**Short task:**
Please copy every one of the following entries line for line, with no changes.

++++ Record extracts

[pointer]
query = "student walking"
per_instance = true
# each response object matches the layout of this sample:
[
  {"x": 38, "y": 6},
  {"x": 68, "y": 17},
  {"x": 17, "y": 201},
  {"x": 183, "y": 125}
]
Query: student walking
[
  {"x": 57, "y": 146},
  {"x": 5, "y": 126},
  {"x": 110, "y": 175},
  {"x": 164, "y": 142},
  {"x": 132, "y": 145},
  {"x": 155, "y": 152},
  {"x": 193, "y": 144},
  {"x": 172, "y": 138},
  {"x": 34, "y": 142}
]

++++++++

**Solution for this task:**
[pointer]
query = "student walking"
per_instance = true
# each response object matches the layout of this sample:
[
  {"x": 38, "y": 6},
  {"x": 68, "y": 17},
  {"x": 17, "y": 201},
  {"x": 183, "y": 125}
]
Query: student walking
[
  {"x": 57, "y": 146},
  {"x": 5, "y": 126},
  {"x": 110, "y": 175},
  {"x": 164, "y": 142},
  {"x": 132, "y": 145},
  {"x": 155, "y": 152},
  {"x": 193, "y": 144},
  {"x": 172, "y": 138},
  {"x": 34, "y": 142}
]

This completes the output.